▶ **Your instructions**
Write out everything from the start of the items down to the line containing "<point>608,135</point>", switching "backpack strap" to "shoulder strap" and keeping all else the same.

▶ **Location labeling records**
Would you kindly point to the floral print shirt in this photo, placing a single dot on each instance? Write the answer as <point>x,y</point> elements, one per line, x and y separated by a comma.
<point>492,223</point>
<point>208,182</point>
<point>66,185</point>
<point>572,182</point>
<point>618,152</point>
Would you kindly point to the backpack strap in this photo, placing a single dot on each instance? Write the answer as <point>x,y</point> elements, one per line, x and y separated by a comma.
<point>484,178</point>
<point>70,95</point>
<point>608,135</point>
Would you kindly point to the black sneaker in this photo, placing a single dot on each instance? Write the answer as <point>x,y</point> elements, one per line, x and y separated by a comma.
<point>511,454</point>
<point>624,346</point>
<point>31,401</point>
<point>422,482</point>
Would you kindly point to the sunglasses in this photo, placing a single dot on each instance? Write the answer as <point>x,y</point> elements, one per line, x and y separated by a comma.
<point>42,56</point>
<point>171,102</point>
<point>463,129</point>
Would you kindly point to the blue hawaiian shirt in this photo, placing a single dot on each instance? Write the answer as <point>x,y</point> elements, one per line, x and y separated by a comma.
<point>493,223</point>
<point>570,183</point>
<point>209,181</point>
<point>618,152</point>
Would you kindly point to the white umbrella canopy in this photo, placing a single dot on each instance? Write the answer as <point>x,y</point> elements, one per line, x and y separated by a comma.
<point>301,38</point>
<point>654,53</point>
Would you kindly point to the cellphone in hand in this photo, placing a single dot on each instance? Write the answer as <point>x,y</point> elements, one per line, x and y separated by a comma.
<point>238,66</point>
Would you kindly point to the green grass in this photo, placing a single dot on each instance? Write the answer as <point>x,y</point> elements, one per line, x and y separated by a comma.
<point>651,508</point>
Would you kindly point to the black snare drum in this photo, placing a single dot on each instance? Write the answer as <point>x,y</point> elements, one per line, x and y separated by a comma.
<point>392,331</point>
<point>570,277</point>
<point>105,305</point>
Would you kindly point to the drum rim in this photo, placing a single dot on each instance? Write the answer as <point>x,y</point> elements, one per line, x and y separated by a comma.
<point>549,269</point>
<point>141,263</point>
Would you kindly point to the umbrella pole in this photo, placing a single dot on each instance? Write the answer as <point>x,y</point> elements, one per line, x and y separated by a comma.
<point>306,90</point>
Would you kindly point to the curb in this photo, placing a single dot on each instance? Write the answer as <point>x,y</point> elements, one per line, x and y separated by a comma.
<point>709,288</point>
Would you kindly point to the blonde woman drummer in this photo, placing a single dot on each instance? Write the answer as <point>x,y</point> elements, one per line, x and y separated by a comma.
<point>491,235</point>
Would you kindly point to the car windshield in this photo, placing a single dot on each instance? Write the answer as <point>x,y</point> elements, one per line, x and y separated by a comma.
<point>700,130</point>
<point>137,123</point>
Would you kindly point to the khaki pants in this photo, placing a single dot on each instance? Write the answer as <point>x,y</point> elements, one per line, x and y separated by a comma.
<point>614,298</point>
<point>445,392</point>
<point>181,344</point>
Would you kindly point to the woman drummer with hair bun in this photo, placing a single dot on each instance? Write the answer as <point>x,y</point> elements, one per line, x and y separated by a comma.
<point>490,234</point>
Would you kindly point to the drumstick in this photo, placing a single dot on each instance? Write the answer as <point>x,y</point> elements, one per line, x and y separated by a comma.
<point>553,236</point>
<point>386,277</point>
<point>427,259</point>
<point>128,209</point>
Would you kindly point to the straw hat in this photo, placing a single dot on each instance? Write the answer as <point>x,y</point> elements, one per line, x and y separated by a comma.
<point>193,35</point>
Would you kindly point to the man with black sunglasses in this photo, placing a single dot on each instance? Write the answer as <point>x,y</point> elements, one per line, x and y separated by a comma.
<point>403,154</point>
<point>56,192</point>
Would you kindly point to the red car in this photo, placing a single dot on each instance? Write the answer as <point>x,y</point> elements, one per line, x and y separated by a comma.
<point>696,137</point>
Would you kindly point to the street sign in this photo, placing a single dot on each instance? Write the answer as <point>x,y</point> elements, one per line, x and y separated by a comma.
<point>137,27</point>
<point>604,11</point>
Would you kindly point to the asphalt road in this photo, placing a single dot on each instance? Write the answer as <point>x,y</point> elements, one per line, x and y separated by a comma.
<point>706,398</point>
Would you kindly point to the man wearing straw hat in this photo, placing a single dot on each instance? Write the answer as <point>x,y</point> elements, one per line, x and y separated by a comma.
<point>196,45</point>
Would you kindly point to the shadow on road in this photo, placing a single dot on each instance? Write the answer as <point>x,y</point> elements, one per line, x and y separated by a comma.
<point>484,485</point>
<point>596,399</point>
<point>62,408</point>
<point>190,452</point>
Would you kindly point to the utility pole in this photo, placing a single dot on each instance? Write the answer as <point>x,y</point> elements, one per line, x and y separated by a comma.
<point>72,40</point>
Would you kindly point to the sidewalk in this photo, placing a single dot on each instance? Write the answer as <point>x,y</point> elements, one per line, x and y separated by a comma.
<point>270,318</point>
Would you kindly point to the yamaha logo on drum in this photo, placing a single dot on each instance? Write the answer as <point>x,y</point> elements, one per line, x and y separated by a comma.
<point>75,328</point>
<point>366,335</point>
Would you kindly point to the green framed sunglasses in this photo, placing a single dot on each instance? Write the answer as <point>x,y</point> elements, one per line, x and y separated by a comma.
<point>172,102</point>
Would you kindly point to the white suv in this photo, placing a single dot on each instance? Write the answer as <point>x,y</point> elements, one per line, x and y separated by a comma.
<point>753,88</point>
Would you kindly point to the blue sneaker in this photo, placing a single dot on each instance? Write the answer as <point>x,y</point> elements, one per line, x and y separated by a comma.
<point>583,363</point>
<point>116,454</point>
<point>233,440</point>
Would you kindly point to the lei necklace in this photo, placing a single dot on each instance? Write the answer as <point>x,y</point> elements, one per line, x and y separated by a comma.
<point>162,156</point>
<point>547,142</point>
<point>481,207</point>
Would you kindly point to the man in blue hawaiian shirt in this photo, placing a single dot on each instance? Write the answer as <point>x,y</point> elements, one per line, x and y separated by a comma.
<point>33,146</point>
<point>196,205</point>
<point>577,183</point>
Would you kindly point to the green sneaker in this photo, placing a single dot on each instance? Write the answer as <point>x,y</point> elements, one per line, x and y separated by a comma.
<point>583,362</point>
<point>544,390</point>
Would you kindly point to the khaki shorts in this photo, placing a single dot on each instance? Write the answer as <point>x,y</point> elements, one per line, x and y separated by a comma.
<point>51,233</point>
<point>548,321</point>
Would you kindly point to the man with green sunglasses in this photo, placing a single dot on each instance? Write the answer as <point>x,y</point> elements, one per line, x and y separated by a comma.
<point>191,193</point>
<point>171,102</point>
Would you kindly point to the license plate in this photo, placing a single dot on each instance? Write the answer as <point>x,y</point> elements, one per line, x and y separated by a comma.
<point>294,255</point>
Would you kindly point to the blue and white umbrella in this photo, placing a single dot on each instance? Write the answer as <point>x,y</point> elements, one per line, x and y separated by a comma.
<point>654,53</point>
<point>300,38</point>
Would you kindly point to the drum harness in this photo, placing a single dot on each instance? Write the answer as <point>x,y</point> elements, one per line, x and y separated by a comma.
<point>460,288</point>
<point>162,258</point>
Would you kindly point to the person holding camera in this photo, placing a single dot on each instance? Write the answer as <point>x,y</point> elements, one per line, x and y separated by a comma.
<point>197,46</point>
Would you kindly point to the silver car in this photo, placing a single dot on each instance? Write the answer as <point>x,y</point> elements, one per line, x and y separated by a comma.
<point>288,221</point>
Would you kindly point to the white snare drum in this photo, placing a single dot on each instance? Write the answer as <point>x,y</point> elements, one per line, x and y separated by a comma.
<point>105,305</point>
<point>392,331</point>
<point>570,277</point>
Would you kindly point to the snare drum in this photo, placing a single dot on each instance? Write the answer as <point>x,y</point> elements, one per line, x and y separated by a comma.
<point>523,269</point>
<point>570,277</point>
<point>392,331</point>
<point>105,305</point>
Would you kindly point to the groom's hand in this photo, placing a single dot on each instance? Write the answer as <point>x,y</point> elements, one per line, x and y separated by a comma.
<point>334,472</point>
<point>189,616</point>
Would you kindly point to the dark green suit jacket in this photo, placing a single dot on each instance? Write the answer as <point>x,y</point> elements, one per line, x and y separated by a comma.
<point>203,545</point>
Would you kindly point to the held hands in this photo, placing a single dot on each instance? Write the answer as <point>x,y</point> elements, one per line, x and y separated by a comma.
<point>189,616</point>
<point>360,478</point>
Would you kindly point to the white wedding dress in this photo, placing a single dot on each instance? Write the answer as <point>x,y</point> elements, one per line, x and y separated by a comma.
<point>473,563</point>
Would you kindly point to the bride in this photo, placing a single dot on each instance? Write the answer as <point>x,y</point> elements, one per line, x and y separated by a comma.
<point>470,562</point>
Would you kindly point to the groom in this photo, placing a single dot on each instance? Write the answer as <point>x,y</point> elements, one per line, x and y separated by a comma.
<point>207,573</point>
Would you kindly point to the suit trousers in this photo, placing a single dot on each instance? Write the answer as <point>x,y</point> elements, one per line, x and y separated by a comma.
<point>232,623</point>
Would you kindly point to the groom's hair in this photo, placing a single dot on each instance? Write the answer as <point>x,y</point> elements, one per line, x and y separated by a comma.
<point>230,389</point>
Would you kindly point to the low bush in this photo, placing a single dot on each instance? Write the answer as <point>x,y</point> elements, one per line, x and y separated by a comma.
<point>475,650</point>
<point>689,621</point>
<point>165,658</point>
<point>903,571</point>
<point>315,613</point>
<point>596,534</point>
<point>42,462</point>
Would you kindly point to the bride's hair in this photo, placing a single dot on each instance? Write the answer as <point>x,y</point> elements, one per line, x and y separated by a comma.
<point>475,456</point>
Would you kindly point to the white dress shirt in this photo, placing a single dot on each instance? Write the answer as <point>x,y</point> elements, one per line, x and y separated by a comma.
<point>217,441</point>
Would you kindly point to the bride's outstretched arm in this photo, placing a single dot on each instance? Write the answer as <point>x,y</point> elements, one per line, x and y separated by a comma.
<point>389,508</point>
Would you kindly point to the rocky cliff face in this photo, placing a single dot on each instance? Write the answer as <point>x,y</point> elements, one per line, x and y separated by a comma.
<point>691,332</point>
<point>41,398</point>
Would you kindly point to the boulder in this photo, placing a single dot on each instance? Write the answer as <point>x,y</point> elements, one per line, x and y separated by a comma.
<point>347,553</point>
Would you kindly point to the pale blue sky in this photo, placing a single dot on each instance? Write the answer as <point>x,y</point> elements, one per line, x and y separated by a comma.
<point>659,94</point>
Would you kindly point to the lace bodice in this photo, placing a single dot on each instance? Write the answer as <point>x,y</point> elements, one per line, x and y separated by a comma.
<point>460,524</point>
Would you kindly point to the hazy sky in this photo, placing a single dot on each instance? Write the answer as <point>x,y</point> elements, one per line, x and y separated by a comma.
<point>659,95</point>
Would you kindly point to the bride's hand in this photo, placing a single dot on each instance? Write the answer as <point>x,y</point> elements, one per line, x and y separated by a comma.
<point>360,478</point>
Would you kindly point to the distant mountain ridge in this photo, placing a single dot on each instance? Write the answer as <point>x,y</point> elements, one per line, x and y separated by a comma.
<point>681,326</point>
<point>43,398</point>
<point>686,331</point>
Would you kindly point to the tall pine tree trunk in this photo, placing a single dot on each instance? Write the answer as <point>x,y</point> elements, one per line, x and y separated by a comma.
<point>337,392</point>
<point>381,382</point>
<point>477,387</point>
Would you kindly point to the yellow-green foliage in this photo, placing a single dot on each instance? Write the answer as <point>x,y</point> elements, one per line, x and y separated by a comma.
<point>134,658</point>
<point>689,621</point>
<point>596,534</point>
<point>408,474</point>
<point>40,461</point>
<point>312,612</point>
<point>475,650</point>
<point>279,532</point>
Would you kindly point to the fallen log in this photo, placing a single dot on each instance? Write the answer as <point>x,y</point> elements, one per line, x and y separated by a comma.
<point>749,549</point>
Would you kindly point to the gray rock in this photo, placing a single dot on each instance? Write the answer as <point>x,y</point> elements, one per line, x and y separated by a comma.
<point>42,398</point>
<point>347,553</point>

▶ **Answer to this exercise**
Would you kindly point to the floral print shirt in this photo, placing a single dot on each instance? Write the answer as <point>x,y</point> elements, one per line, x and y separated by a comma.
<point>492,223</point>
<point>208,182</point>
<point>66,185</point>
<point>572,182</point>
<point>618,152</point>
Would you kindly point to the shoulder strap in this photo, placing a single dot on each instance? Write the answer as <point>x,y</point> elements, one per line, x and y separated by a comma.
<point>484,178</point>
<point>70,95</point>
<point>608,135</point>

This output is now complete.